● Problem to solve: Write the next part of the article below on pursuing an instrument rating after earning a private pilot certificate, starting after its final sentence.

● Source:

October 1, 1992
You've just passed your private pilot check ride. Your examiner finishes typing out your temporary airman certificate, pulls it out of the typewriter, and hands it to you. More likely than not, his or her next words are apt to be a kind encouragement, tinged with a hint of admonition. The examiner will probably say something like, "Remember, this is a license to learn" — the implication being that there's a lot more to flying than what you've experienced so far and that good aeronautical judgment becomes better with time.
No doubt about it, it's a happy day. But there can be no ignoring the examiner's words of wisdom. The new pilot begins to ask: Now that the lessons are over, how will I spend my flying time? Take my family and friends on cross-country trips to vacation spots? Fly locally to maintain proficiency? Combine pattern practice with an occasional long trip?
Increasingly, more and more newly minted private pilots are opting for an alternative — going straight into training for the instrument rating. This option makes a great deal of sense, and for a lot of reasons. First, instrument flying skills give a big boost to a pilot's overall skill level. Control of the airplane's altitude and heading becomes more precise, as do tracking abilities. Talent in managing multi-task procedures also receives a thorough honing, thanks to instrument training's heavy emphasis on practicing approach procedures. Another benefit of having the instrument rating is the ability to fully use the airspace system; for example, filing IFR means never having to beg for permission to fly through an airport radar service area or terminal control area that may be along your route of flight.
The primary advantage is flexibility. With an instrument rating, clouds, precipitation, and below-VFR ceilings need not cancel your trip. This alone is reason enough to pursue the rating.
In short, instrument training makes you a safer, more highly skilled, system-savvy pilot. It's a logical next step for many new private pilots who fly in or near congested airspace.
So when can you start training? If you're like most of us, the answer is "right away." To be eligible for the instrument rating, you must have a minimum of 125 total flight hours, 50 of which must be earned as cross-country (trips of at least 50 nautical miles from the departure airport), pilot-in- command time (after you get the private certificate).

(Image region labeling lines)
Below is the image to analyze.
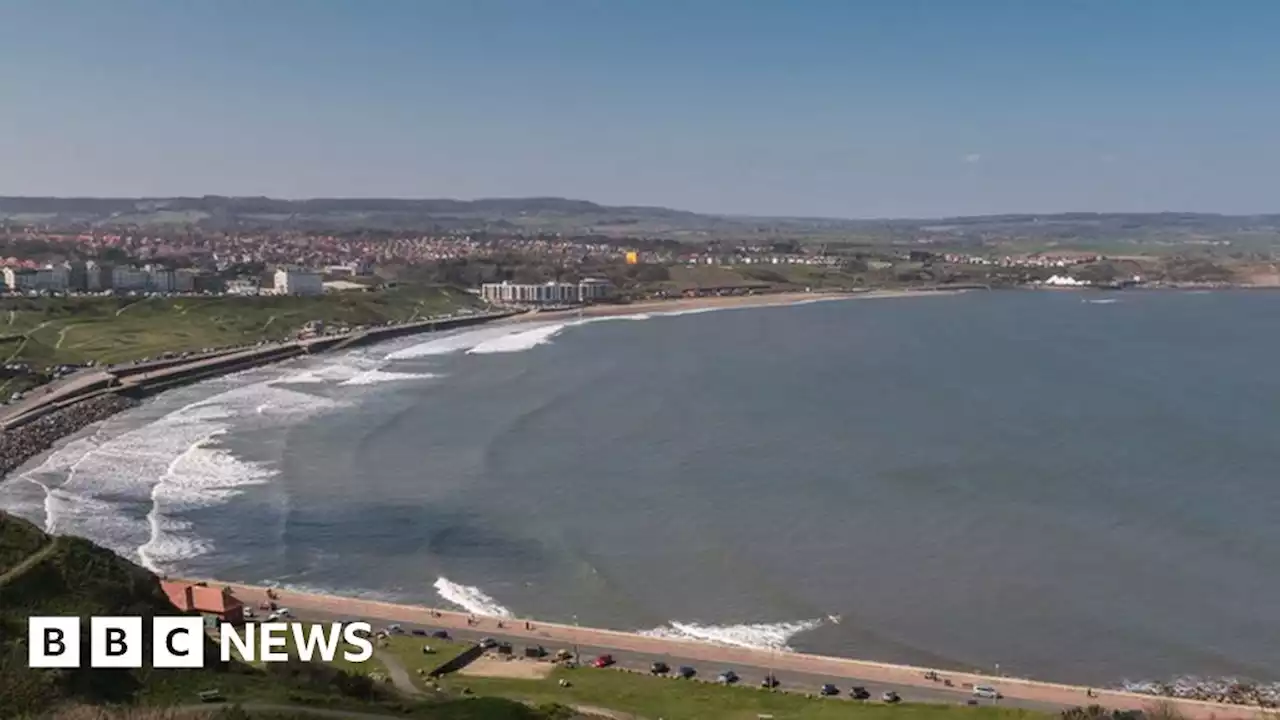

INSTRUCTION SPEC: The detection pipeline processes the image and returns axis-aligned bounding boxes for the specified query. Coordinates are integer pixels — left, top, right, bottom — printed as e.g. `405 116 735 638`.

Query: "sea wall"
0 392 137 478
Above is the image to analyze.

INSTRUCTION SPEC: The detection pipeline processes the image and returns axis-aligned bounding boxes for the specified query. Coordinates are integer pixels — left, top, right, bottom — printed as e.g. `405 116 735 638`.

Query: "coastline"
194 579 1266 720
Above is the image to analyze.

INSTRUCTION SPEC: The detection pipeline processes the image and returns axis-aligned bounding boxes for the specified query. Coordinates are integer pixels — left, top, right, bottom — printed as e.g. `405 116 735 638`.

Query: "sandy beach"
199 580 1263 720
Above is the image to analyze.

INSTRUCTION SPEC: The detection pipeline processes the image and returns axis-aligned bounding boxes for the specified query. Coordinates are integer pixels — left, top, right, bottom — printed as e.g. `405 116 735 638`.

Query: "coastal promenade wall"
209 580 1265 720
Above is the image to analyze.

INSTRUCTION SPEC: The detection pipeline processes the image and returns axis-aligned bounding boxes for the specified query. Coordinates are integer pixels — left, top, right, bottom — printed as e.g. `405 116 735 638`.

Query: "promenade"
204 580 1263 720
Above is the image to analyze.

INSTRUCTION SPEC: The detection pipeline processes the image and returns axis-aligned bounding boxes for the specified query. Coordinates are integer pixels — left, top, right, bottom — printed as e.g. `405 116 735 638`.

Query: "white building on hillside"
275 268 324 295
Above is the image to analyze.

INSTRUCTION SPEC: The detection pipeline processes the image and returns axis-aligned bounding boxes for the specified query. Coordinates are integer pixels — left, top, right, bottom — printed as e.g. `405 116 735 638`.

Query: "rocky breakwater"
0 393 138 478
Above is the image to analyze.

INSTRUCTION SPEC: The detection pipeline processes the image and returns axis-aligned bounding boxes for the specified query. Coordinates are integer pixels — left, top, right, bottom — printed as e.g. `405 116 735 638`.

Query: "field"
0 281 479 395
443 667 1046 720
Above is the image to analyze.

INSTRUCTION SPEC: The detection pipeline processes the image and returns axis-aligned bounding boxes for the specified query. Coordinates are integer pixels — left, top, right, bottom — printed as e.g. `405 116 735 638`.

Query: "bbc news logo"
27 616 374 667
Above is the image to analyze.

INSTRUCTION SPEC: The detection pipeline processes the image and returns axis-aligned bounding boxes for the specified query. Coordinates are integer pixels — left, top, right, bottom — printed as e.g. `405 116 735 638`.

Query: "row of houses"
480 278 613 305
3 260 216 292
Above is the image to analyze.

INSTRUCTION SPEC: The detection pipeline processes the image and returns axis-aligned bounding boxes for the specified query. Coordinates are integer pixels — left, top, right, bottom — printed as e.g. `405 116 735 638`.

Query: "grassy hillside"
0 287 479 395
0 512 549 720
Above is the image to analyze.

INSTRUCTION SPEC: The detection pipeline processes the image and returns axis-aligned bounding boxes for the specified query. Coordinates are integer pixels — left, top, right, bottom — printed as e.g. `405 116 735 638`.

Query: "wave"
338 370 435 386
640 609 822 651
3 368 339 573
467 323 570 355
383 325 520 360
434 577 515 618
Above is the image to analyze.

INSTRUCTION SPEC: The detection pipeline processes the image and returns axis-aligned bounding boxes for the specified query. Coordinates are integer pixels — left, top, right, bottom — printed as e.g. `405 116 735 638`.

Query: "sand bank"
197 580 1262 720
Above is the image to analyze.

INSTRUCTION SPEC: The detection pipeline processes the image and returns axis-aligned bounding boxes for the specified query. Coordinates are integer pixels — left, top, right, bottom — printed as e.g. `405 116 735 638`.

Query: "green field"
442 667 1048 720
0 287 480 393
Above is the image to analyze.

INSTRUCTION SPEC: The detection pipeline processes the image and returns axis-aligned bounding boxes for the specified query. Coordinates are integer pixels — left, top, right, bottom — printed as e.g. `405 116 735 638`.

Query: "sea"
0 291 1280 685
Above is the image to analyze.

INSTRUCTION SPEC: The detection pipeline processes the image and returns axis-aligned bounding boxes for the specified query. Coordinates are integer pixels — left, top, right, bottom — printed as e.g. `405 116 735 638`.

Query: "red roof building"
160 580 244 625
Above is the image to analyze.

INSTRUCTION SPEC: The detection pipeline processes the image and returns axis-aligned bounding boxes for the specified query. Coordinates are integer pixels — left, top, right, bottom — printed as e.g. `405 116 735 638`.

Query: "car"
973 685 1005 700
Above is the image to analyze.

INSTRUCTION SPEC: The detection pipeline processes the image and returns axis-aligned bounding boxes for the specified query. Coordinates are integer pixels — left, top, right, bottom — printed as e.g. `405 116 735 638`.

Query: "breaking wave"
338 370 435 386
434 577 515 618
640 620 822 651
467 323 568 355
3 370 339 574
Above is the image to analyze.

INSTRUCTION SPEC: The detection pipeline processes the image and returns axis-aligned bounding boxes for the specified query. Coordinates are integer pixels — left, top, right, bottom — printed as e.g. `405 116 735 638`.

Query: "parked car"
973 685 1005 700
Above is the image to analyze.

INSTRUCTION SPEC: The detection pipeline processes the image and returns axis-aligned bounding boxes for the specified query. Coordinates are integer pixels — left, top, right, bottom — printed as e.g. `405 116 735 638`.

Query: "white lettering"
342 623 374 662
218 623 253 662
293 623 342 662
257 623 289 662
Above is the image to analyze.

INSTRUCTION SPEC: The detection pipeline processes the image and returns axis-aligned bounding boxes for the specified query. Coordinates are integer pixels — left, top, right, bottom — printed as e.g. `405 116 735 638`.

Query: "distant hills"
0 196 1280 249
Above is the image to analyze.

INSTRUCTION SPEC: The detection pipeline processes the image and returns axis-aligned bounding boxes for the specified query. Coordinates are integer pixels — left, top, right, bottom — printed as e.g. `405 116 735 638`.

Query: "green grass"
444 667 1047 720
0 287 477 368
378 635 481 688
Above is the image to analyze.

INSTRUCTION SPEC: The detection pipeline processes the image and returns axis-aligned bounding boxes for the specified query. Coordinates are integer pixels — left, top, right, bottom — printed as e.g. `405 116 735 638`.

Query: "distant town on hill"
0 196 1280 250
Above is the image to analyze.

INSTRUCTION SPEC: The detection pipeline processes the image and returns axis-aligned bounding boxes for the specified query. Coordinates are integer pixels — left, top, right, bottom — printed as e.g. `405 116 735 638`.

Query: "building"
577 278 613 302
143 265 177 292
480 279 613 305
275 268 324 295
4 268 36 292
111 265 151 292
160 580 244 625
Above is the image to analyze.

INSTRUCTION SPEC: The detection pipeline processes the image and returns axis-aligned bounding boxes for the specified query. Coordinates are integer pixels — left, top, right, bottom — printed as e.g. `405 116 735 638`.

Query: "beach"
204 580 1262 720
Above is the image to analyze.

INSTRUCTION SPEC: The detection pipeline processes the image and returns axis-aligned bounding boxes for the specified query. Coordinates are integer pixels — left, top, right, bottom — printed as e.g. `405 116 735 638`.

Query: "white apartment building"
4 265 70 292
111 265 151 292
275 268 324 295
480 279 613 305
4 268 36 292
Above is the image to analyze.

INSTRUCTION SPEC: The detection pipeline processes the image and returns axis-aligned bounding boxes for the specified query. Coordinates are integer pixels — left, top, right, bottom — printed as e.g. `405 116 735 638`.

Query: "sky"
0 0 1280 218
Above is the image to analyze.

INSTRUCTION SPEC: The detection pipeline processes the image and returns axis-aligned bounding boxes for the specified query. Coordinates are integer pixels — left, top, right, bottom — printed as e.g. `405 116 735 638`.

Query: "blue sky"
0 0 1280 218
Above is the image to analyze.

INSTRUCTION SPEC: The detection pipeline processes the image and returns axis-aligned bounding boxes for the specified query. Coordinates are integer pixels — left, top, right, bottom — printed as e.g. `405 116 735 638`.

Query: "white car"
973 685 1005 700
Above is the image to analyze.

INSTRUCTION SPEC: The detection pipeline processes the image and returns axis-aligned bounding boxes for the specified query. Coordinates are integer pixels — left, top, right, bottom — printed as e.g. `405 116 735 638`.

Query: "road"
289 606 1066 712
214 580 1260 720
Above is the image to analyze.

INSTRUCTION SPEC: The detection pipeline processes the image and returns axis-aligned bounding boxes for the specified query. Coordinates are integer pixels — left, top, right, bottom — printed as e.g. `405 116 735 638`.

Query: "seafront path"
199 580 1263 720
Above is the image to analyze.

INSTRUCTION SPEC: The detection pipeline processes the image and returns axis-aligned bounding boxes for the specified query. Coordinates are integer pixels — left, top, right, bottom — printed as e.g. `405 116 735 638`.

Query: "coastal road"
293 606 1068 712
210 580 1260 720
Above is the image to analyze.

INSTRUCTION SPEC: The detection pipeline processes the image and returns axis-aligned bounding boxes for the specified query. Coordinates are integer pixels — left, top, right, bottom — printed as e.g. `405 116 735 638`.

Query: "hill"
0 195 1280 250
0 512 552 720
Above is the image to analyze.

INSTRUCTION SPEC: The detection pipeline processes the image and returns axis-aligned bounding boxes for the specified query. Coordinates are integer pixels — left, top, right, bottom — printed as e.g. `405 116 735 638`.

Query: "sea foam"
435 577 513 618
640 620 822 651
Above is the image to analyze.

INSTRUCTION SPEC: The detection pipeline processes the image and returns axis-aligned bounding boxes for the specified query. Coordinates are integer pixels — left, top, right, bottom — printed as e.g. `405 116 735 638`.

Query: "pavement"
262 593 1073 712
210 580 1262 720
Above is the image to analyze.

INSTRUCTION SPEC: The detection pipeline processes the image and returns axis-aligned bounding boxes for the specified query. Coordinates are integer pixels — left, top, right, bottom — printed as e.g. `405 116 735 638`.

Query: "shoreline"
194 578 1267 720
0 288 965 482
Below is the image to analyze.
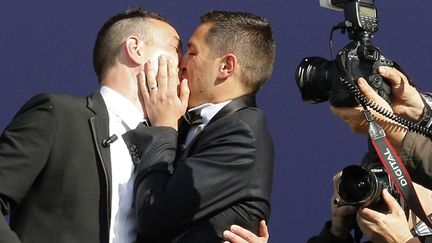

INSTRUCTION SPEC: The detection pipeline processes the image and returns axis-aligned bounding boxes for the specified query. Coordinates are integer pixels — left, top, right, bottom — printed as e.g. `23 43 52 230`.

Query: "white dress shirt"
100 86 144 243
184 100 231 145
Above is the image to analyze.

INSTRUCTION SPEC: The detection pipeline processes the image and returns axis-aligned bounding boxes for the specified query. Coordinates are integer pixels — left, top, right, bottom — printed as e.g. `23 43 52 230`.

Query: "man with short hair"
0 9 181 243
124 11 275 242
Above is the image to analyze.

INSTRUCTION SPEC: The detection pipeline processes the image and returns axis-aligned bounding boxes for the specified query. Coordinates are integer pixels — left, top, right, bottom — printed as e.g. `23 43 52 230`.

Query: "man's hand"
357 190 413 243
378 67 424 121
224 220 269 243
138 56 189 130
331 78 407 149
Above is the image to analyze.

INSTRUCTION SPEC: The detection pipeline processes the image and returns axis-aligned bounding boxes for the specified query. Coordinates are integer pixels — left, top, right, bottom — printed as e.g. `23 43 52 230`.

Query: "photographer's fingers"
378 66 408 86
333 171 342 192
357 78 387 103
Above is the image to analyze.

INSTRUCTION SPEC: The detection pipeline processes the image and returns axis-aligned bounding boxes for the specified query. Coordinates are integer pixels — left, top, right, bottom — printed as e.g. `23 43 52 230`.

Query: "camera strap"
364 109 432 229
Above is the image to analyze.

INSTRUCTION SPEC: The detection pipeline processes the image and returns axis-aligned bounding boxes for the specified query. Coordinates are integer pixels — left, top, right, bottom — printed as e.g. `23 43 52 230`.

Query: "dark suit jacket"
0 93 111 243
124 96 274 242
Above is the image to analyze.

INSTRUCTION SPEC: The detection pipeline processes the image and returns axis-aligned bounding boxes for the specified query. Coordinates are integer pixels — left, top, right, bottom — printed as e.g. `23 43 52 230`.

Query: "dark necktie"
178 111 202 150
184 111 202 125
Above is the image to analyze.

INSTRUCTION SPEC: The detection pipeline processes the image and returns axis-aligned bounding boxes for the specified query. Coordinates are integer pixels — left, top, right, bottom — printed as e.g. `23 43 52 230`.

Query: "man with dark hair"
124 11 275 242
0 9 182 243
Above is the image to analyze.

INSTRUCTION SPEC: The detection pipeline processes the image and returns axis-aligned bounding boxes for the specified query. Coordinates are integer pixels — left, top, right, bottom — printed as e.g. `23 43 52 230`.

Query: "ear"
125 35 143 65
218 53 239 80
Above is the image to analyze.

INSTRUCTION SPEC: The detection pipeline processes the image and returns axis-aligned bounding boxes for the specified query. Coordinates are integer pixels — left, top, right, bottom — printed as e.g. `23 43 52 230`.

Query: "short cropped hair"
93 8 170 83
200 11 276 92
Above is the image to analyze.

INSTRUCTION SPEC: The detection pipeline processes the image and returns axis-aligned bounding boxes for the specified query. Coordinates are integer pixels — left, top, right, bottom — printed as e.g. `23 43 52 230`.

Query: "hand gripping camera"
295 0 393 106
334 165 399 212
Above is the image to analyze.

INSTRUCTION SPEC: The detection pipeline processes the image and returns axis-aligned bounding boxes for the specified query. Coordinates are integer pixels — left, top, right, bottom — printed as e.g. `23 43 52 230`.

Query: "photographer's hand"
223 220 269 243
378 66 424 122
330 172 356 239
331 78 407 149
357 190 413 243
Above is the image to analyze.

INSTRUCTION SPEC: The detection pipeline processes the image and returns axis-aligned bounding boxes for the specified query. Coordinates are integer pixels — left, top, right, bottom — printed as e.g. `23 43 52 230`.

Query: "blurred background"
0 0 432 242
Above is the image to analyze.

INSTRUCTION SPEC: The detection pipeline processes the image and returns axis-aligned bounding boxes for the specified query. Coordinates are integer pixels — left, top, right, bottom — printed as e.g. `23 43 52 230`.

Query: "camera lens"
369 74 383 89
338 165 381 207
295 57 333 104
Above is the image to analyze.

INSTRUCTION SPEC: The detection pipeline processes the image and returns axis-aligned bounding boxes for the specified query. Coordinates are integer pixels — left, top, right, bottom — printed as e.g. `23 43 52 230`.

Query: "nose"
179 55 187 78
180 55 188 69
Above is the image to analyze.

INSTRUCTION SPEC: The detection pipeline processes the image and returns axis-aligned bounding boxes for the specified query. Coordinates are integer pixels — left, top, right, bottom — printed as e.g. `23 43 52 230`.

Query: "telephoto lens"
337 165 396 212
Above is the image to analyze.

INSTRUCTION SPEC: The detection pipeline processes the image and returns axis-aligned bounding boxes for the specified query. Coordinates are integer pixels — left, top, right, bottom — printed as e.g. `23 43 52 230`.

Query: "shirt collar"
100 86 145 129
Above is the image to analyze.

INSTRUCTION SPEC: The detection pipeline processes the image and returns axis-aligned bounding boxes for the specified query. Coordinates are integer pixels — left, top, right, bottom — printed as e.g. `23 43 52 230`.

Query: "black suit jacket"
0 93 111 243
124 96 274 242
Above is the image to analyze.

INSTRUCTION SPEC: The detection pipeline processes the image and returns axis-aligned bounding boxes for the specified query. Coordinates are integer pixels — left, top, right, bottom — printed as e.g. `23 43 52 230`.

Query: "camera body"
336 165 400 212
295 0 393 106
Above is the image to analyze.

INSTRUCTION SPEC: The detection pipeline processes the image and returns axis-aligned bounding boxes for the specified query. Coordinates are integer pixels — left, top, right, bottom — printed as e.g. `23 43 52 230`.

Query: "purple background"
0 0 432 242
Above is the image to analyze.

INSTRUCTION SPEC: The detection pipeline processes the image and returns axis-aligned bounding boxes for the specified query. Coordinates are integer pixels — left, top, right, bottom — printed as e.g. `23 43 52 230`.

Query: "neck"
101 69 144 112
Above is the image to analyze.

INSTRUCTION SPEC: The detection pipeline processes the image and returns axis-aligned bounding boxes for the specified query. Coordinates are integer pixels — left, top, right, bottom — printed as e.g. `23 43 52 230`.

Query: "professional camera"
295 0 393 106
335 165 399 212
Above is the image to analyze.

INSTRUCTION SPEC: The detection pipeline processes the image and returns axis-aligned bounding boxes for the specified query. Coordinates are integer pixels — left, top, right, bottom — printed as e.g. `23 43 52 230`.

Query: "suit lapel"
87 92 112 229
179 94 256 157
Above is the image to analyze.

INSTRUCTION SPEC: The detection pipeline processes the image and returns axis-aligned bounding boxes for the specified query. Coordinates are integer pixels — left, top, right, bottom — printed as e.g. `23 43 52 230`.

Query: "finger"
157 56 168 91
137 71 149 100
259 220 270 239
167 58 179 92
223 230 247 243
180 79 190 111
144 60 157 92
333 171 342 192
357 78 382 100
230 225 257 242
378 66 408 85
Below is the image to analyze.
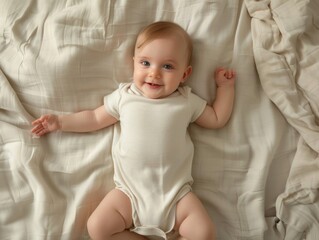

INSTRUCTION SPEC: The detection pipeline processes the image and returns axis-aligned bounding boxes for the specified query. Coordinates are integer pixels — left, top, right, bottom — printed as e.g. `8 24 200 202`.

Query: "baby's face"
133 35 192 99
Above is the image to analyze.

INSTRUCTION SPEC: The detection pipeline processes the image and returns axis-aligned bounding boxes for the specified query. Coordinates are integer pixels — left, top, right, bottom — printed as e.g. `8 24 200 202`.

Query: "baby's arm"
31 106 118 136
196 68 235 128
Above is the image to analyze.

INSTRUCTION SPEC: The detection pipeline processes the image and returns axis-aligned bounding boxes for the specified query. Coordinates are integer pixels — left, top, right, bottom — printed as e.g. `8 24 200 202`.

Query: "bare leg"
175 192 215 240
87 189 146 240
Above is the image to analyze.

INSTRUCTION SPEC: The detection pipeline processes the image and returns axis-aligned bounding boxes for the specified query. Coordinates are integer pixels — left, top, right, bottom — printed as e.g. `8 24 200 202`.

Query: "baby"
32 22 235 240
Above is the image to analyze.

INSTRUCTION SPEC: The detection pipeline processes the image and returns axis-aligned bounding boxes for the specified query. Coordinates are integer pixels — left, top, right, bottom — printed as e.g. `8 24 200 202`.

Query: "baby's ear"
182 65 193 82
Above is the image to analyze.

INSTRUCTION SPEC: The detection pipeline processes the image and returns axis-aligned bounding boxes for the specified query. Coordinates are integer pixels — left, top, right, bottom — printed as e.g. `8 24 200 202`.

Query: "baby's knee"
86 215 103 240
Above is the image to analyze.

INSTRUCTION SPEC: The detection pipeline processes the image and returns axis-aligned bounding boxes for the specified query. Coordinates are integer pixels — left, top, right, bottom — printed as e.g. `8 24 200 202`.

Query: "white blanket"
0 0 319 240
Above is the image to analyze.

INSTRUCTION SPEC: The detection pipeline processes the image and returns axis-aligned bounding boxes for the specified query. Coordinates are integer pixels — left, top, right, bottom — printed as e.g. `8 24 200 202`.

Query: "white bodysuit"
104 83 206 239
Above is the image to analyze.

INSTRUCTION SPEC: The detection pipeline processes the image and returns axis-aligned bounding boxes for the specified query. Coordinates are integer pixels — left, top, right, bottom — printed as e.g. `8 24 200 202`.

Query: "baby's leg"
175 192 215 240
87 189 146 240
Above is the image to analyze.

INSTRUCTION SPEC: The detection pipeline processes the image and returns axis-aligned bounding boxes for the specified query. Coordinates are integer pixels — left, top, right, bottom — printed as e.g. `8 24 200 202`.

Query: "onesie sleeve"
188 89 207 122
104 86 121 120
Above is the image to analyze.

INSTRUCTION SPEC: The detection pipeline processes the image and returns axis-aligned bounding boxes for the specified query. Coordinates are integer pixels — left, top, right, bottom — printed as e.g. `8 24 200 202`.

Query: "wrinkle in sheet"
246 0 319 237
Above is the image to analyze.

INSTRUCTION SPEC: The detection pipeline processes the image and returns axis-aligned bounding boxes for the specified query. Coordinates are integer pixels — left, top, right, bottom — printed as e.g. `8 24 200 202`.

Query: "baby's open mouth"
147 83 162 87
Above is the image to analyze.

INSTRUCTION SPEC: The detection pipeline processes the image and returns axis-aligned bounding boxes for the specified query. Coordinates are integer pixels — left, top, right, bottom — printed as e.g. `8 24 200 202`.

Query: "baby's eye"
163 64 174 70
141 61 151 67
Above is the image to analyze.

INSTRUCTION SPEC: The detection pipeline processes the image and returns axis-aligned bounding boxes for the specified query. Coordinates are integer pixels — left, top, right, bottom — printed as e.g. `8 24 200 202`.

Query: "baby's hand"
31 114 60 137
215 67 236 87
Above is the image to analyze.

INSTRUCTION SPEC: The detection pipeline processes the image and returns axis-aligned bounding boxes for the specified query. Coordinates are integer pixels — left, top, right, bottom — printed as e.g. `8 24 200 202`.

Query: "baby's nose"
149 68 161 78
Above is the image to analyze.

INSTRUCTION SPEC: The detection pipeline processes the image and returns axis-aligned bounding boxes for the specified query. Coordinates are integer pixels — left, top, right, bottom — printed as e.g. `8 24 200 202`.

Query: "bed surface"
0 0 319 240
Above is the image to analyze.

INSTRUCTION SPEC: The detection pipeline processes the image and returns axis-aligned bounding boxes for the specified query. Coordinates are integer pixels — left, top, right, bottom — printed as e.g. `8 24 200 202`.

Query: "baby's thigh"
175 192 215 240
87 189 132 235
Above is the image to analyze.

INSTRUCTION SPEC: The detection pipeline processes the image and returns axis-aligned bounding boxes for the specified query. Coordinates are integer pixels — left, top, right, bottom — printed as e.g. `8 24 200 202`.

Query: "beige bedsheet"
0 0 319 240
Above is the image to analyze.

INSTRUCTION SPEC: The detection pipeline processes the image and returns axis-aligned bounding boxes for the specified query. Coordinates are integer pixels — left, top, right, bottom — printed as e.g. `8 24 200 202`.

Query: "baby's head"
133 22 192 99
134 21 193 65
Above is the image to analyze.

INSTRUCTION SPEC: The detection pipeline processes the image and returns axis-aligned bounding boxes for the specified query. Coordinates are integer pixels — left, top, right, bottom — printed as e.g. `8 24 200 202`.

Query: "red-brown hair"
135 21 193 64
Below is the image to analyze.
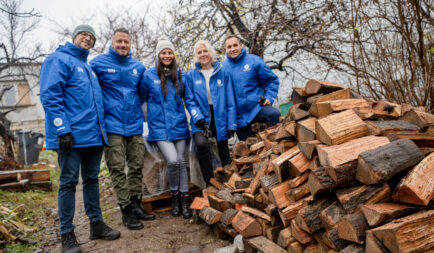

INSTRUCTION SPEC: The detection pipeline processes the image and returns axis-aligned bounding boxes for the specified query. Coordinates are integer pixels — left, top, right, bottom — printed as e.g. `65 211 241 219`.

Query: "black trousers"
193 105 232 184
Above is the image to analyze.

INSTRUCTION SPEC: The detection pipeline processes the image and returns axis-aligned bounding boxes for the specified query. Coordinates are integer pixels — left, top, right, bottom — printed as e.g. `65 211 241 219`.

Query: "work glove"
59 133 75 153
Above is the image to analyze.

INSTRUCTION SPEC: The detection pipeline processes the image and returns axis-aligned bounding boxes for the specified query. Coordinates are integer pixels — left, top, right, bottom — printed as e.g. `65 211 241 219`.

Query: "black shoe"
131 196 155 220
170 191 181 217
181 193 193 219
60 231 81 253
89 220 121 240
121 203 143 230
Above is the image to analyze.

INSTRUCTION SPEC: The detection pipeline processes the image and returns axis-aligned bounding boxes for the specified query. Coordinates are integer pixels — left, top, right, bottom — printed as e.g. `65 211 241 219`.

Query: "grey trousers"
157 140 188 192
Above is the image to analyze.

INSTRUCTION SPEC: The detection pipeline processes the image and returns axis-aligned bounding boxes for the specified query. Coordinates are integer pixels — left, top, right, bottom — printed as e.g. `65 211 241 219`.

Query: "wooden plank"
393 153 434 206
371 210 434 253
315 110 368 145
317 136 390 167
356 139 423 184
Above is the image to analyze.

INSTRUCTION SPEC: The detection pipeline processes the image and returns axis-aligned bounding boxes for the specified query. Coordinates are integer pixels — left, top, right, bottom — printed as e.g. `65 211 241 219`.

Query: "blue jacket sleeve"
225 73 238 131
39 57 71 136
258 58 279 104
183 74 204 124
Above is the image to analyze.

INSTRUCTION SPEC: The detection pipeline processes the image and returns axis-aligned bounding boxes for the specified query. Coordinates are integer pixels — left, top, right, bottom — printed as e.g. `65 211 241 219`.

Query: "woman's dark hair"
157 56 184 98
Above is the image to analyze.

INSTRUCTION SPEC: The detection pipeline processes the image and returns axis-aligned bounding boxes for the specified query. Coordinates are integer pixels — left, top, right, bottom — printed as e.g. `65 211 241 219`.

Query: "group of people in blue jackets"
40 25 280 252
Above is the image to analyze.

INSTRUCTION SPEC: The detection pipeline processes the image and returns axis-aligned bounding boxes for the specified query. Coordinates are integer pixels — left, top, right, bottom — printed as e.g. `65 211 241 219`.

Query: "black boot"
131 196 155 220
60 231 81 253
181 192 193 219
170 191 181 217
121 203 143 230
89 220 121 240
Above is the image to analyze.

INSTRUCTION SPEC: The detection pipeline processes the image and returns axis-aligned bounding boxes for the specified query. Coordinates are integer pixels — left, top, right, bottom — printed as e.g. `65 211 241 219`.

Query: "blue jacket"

● Result for this task:
Now, the regulations say that you must have at least 40 hours of flight experience before obtaining the private pilot certificate. But the Federal Aviation Administration, which keeps track of such things, knows that most of us take approximately 66 hours to get the private. Add the 40 hours of instruction required for the instrument rating, and the typical instrument applicant has just over 100 hours when training is finished. Adding in the 50 hours for the cross-country PIC requirement, the FAA figures that the average instrument-rating applicant should have about 136 total hours when certified as an instrument pilot. So unless you're a 40-hour precocity as a private pilot trainee, you won't have to fly very long until you've logged enough time to be legally eligible.
That 50-hour cross-country PIC requirement is, however, a big hurdle. This rule came about because the FAA wanted to make sure that pilots obtained some minimum degree of independent experience before jumping into the more demanding IFR environment. But if the 50-hour rule feels like a sting in the pocketbook, just remember that the rules weren't always the same.
Before June 1985, the FAA required 200 hours total time for instrument rating eligibility. This meant that pilots would delay starting their instrument training until they built up 150 or 160 hours. For the average private pilot, that translates into three or four years of flying. Supposedly, this extra time would make for more seasoned applicants.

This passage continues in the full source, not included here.